[AUFGABEN]
A - Wer hat laut dem Text über die Nibelungen-Festspiele das Stück «Luther» geschrieben?
B - Schreibe den Text über die Nibelungen-Festspiele mit einigen Sätzen weiter, beginnend nach seinem letzten Satz.

Sommerzeit ist Festspielzeit. In Worms finden bis zum 1. August die Nibelungen-Festspiele statt. Die Festspiele erinnern an das 500-Jahr-Jubiläum von Martin Luthers Auftritt auf dem Reichstag zu Worms 1521.

«Hier stehe ich. Ich kann nicht anders.»

Luther hatte sich beim Reichstag zu Worms geweigert, seine Schriften und Thesen zu widerrufen. Laut Legende sollen hier auch die berühmten Sätze gefallen sein: «Hier stehe ich. Gott helfe mir. Ich kann nicht anders.» Allerdings gibt es hierfür keinen historischen Beleg.

Von links Jürgen Tarrach, Jan Thümer.
Von links Jürgen Tarrach, Jan Thümer.

Der Schweizer Autor Lukas Bärfuss und die ungarische Regisseurin Ildikó Gáspár spüren in «Luther» einerseits dem Menschen Luther nach und andererseits der öffentlichen und politischen Figur.

«Luther» ohne Luther

Der künstlerische Leiter Thomas Laue sagte im Vorfeld der Premiere, Bärfuss habe «ein politisches Stück» über den Reformator Martin Luther geschrieben, das mit einem «scharfen Blick auf die Bedeutung von Freiheit und der Macht des Wortes» inszeniert werde.

Matthias Neukirch in "Luther".
Matthias Neukirch in "Luther".

[DATEN ZUR ANALYSE]
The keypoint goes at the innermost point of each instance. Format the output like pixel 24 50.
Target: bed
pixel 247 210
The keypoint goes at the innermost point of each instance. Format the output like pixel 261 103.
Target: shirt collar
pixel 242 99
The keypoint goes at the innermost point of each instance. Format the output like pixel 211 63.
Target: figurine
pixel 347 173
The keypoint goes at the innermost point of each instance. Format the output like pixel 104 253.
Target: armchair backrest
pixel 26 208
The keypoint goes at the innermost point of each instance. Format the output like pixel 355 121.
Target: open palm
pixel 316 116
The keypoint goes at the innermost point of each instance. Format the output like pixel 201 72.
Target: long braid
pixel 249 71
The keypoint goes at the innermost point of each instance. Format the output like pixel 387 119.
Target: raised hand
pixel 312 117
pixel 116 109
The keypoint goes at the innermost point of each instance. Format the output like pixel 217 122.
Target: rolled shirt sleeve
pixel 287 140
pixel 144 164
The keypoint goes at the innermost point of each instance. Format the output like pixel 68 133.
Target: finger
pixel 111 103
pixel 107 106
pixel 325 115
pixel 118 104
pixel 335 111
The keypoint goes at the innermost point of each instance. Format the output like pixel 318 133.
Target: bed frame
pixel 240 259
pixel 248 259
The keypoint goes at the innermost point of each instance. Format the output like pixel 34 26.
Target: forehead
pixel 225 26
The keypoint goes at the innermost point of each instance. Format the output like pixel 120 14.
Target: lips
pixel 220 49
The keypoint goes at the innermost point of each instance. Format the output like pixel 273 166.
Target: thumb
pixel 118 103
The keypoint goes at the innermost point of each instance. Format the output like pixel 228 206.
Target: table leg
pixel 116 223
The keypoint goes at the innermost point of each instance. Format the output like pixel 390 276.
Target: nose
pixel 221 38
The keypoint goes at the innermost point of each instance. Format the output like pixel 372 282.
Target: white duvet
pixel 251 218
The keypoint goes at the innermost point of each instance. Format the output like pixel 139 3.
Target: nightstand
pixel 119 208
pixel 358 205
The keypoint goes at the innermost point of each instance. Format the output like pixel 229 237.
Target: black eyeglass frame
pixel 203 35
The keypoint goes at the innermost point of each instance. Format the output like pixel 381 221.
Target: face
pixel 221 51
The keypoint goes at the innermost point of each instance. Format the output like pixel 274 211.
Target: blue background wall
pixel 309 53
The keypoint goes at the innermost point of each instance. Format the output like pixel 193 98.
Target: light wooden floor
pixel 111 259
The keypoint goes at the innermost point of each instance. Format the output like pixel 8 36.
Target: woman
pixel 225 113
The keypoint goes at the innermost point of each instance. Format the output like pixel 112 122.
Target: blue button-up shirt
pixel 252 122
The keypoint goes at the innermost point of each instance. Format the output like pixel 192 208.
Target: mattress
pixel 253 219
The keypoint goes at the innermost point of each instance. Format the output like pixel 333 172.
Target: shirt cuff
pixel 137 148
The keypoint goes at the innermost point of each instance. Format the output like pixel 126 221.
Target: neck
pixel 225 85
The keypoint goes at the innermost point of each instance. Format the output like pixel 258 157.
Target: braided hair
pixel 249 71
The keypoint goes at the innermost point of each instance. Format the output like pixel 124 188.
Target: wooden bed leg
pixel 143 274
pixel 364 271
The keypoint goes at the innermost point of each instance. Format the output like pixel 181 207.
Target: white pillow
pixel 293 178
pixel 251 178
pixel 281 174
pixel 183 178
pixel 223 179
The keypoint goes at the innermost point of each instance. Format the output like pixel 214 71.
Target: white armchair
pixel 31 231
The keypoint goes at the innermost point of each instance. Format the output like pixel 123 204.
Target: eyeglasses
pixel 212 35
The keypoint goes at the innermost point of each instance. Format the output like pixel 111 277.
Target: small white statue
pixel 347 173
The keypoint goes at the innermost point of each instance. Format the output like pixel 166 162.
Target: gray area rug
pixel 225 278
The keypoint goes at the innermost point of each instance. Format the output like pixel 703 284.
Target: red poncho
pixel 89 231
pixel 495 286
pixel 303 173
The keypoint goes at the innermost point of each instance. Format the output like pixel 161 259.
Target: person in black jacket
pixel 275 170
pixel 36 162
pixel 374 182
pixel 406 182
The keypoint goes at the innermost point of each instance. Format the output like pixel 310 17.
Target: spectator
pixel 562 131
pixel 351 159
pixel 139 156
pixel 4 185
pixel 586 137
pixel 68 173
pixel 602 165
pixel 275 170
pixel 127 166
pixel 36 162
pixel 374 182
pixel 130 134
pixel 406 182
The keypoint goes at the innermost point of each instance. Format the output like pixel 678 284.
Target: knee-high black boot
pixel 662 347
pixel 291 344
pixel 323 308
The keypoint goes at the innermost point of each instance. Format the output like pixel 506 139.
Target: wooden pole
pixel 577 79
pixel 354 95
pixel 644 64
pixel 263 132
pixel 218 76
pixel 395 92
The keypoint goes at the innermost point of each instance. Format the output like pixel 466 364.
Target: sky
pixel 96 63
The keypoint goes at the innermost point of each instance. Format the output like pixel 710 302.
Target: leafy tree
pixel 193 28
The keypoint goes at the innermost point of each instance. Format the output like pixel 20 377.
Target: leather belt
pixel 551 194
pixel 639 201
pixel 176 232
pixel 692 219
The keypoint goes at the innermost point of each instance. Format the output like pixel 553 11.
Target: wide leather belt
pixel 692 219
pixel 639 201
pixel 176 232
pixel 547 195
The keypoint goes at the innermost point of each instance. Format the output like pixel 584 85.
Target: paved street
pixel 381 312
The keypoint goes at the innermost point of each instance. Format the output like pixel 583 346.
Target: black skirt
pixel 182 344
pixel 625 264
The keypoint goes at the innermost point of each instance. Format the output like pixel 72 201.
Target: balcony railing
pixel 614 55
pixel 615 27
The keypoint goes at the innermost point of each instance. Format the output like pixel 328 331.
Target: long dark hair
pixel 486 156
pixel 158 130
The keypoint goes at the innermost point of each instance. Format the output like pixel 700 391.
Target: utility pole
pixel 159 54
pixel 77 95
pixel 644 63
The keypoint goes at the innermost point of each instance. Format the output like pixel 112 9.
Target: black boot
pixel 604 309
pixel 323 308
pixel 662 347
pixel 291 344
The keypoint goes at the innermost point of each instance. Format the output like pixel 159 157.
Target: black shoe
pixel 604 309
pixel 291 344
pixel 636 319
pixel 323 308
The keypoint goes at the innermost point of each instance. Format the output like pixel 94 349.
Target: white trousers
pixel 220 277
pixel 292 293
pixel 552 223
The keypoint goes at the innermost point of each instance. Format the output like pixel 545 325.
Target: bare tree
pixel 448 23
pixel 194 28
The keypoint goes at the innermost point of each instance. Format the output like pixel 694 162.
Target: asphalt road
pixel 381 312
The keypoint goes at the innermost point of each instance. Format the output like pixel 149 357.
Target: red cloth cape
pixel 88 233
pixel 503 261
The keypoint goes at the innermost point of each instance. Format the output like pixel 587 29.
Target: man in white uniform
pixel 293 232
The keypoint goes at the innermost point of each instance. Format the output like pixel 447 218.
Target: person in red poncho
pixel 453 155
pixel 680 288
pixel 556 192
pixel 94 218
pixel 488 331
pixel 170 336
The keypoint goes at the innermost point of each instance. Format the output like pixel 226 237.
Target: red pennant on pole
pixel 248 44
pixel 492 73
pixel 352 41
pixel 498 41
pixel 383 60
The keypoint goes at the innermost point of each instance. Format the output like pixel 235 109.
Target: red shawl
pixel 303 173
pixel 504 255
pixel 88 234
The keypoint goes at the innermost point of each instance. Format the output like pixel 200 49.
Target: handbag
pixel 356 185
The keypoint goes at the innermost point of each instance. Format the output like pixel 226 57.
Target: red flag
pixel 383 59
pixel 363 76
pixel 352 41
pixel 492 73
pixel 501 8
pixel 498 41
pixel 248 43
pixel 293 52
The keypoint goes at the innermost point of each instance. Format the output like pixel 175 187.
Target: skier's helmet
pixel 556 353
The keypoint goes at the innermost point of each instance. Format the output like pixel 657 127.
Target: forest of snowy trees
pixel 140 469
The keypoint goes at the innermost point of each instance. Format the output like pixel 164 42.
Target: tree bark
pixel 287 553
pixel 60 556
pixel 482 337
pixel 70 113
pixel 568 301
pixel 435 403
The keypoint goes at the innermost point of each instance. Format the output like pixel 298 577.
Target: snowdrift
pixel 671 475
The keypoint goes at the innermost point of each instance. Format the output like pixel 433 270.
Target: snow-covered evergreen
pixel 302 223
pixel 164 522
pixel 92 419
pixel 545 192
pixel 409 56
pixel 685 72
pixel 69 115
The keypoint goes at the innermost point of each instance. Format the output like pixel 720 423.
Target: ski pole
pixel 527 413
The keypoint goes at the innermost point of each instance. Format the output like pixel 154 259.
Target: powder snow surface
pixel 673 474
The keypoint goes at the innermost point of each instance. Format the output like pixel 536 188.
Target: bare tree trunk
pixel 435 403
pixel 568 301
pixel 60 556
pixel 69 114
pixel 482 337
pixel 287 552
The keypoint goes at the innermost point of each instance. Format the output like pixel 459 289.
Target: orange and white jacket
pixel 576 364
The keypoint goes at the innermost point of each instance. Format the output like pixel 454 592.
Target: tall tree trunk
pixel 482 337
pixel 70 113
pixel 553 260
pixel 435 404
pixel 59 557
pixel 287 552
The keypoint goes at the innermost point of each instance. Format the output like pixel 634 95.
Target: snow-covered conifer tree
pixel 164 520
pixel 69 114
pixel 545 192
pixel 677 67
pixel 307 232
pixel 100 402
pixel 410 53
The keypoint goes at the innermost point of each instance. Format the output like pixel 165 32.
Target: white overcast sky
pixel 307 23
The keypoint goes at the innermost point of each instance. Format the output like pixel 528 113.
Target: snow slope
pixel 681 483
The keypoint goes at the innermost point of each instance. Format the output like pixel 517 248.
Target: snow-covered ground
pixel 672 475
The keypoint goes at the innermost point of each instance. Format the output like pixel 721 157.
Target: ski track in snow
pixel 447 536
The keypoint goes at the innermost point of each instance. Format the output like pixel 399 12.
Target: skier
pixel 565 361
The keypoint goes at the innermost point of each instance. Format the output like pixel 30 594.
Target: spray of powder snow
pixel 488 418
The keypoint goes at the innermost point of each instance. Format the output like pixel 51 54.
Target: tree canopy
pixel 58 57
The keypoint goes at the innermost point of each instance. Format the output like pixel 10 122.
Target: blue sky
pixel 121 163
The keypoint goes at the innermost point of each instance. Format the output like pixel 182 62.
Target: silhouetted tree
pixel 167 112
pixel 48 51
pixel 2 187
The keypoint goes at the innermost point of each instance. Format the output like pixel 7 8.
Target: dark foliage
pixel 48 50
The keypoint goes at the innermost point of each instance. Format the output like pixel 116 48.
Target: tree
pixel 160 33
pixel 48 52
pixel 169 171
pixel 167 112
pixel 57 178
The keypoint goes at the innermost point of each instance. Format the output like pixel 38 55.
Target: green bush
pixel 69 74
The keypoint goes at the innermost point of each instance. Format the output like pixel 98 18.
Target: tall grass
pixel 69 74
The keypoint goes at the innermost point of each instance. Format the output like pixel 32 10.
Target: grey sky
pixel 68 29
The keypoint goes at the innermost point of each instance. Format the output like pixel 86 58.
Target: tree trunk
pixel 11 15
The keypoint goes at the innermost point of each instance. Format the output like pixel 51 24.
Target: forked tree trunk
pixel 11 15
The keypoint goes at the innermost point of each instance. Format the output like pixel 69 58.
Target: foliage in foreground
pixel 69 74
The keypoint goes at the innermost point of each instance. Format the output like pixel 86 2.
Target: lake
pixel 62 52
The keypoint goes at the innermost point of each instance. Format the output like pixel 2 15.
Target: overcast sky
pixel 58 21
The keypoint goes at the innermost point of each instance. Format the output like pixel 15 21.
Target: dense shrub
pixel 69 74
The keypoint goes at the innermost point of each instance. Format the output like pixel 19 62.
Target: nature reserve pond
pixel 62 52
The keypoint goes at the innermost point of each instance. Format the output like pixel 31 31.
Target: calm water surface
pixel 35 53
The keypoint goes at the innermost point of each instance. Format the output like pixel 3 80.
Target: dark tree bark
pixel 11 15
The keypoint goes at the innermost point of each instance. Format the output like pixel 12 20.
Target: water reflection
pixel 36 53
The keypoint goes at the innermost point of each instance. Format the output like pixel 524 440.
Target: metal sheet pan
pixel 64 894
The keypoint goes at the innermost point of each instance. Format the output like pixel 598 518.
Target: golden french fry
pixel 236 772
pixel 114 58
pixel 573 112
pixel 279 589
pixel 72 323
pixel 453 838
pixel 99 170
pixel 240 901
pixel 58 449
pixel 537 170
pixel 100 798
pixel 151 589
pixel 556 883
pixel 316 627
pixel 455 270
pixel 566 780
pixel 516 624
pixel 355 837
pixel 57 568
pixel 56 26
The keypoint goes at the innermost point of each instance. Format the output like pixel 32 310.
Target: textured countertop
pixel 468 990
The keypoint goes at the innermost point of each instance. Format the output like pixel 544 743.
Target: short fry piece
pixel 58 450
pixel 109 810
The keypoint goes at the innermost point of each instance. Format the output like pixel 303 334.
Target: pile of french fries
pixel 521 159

[LÖSUNGEN]
A - Der Schweizer Autor Lukas Bärfuss.

B -
Warum aber taucht die Figur Martin Luther in Lukas Bärfuss’ Stück «Luther» gar nicht auf? «Es ging mir darum, die Welt zu zeigen, in der Luther gewirkt hat. Die Stereotypien, die wir mit Luther verbinden, sind einfach so gross und so stark, dass ich das keinem Schauspieler oder keiner Schauspielerin zumuten wollte, gegen diese Karikaturen anzuspielen», sagte Bärfuss dem Sender «Radio SRF2 Kultur».

«Eine Auseinandersetzung mit der Gewalt»

Laut SRF-Religionsredaktorin Judith Wipfler gelingt Bärfuss durch diesen dramaturgischen Kunstgriff eine neue Perspektive – weg von Luther, hin auf die kriselnde Gesellschaft um 1500. Diese sei moralisch und finanziell bankrott gewesen. «Am meisten leiden die Bauern und die Frauen», findet Judith Wipfler.

Von links Barnabás Horkay, Julischka Eichel, Veronika Szabó, Máté Bredán.
Von links Barnabás Horkay, Julischka Eichel, Veronika Szabó, Máté Bredán.

Lukas Bärfuss erwidert: «Es ist eine Auseinandersetzung mit der Gewalt. Wieder einmal, wie so häufig in meinem Stück. Und es ist auch die Frage, was eigentlich die Grundlage für diese Herrschaft des Adels war. Und das war gerade auch an den Frauenfiguren sehr deutlich abzulesen.»

Die Sexsklavin des Kurfürsten

Bärfuss machte die Erfahrung, dass er «erst sehr spät in der Recherche auf diese Figuren gestossen» sei, «was ja Symptom und Ursache ist – also dieses Nicht-Vorkommen in den Quellen». Bärfuss meint etwa die geraubte Bürgersfrau Katharina Hornung, «die dann von Joachim von Brandenburg als Gefangene und eigentlich als Sklavin gehalten wurde. Luther hat das propagandistisch total ausgenutzt. Und da lernen wir sehr viel.»

Von links Veronika Szabó, Jan Thümer, Jonas Lenz, Johannes Klaußner, Barnabás Horkay.
Von links Veronika Szabó, Jan Thümer, Jonas Lenz, Johannes Klaußner, Barnabás Horkay.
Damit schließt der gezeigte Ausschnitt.